_Request_
Rewrite the rows starting at the line that contains "Find the orange" and ending at the line that contains "98], [11, 98]]", requests included, and lower every coordinate in the answer outlines by 7. Leave the requests and their format samples unchanged.

↓↓↓

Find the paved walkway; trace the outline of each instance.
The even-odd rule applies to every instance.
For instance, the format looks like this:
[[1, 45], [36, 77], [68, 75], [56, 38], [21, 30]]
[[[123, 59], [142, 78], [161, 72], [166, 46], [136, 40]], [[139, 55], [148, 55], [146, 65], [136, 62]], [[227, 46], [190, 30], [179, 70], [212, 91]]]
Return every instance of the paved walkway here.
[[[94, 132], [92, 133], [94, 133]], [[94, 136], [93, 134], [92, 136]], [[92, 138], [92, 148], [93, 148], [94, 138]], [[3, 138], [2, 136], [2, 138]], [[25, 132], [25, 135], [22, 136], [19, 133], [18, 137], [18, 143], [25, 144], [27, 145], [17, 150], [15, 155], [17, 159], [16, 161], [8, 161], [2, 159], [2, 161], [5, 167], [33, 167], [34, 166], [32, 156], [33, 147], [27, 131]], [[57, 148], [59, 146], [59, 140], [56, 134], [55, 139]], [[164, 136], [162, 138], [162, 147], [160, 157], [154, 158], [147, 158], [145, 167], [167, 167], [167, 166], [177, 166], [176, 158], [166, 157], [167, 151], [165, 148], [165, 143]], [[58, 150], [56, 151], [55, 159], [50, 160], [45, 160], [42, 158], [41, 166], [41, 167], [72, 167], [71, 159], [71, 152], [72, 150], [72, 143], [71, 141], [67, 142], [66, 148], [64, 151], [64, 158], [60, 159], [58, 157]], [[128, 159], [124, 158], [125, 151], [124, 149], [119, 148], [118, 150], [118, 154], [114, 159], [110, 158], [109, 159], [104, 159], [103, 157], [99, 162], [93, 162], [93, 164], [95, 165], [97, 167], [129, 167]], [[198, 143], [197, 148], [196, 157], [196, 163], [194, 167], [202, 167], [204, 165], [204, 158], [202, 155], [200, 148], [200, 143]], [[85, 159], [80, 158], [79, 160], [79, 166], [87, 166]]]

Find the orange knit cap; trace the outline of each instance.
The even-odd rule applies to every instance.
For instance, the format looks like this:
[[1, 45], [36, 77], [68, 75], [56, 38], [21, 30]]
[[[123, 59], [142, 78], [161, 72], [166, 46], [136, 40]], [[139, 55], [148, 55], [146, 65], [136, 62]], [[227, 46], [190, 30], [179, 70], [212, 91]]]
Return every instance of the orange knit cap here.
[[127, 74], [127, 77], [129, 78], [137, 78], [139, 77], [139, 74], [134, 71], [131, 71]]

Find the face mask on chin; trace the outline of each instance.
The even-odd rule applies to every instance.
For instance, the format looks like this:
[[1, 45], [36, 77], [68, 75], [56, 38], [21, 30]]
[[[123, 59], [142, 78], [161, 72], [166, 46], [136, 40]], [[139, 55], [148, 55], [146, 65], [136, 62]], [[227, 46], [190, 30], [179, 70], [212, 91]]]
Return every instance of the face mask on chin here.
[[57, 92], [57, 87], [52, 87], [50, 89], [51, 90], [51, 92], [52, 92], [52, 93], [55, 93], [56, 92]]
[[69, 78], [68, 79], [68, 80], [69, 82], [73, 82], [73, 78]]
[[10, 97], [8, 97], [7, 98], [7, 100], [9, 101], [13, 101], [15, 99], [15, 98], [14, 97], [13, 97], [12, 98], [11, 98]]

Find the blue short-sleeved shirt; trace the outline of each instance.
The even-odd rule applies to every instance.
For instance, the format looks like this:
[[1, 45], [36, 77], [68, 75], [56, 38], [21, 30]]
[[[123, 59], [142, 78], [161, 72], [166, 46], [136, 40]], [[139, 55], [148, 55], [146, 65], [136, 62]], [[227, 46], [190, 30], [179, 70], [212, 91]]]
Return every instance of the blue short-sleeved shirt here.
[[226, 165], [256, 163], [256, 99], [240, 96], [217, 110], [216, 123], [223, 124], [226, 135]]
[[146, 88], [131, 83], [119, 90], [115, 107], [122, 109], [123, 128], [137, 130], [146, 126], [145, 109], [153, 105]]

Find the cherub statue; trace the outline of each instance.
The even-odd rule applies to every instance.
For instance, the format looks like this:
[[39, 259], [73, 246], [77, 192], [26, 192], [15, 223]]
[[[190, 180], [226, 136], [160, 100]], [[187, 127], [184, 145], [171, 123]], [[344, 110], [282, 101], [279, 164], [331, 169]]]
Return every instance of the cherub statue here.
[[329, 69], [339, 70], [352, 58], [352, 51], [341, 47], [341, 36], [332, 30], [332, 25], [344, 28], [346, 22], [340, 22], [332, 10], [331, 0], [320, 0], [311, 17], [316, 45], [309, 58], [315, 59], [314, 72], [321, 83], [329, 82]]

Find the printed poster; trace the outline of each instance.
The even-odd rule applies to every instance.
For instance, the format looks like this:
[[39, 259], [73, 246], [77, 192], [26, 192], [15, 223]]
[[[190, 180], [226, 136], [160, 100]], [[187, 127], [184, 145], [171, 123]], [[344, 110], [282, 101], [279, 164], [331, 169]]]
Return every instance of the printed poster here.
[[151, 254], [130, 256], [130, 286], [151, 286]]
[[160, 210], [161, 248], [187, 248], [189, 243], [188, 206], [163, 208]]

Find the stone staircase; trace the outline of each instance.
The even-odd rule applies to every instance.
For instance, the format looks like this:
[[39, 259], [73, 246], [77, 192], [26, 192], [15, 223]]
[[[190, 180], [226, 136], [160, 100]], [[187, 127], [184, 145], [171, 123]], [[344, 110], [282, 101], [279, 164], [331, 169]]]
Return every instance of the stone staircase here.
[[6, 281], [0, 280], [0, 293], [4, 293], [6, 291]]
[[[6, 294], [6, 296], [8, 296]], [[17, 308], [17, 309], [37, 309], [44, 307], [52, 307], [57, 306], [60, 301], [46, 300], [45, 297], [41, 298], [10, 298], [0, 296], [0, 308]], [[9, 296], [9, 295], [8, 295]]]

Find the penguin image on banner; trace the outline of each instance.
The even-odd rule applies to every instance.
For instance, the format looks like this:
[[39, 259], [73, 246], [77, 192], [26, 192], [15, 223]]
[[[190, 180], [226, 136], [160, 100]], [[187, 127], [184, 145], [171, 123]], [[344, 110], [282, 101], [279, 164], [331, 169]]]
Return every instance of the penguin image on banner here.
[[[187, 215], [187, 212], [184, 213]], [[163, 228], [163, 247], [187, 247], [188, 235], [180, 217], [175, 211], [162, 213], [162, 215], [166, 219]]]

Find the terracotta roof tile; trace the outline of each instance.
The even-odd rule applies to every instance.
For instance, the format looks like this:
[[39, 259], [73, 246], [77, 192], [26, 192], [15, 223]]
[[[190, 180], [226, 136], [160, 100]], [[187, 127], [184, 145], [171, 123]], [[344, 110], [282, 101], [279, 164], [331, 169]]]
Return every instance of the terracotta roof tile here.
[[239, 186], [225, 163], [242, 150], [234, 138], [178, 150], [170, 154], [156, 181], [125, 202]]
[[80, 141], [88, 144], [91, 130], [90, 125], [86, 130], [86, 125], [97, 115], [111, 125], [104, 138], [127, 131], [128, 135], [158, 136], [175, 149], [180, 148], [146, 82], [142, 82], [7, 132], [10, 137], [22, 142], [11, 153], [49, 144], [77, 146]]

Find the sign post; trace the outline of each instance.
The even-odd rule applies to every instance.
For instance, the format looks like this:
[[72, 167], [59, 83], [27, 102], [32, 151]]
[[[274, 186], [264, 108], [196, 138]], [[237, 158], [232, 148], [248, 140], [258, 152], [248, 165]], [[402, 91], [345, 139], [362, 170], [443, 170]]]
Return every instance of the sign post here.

↑↑↑

_The output_
Find the orange knit cap; trace the outline of each instance.
The even-odd rule applies to every instance.
For instance, the format looks like this:
[[1, 45], [36, 77], [68, 75], [56, 38], [21, 30]]
[[[123, 59], [142, 78], [161, 72], [166, 46], [136, 40]], [[139, 55], [148, 55], [146, 65], [136, 62]], [[227, 46], [190, 30], [179, 70], [212, 91]]]
Return every instance of the orange knit cap here.
[[120, 67], [120, 70], [122, 71], [130, 71], [132, 70], [132, 67], [127, 64], [124, 64]]

Find the face mask on chin; trace the outline of each instance.
The even-odd rule applies to every instance.
For instance, the format looks like this:
[[1, 45], [36, 77], [68, 75], [56, 38], [21, 30]]
[[[123, 59], [142, 78], [161, 72], [166, 46], [136, 40]], [[139, 55], [148, 55], [146, 65], [136, 62]], [[227, 46], [190, 30], [179, 70], [212, 91]]]
Return every instance of the face mask on chin here.
[[50, 85], [50, 80], [45, 80], [43, 82], [44, 83], [44, 85], [45, 85], [45, 86], [48, 86], [49, 85]]
[[62, 71], [61, 72], [61, 73], [62, 75], [66, 75], [66, 71]]
[[3, 90], [1, 90], [0, 91], [0, 93], [2, 94], [6, 94], [8, 92], [8, 91], [7, 90], [6, 90], [5, 91], [4, 91]]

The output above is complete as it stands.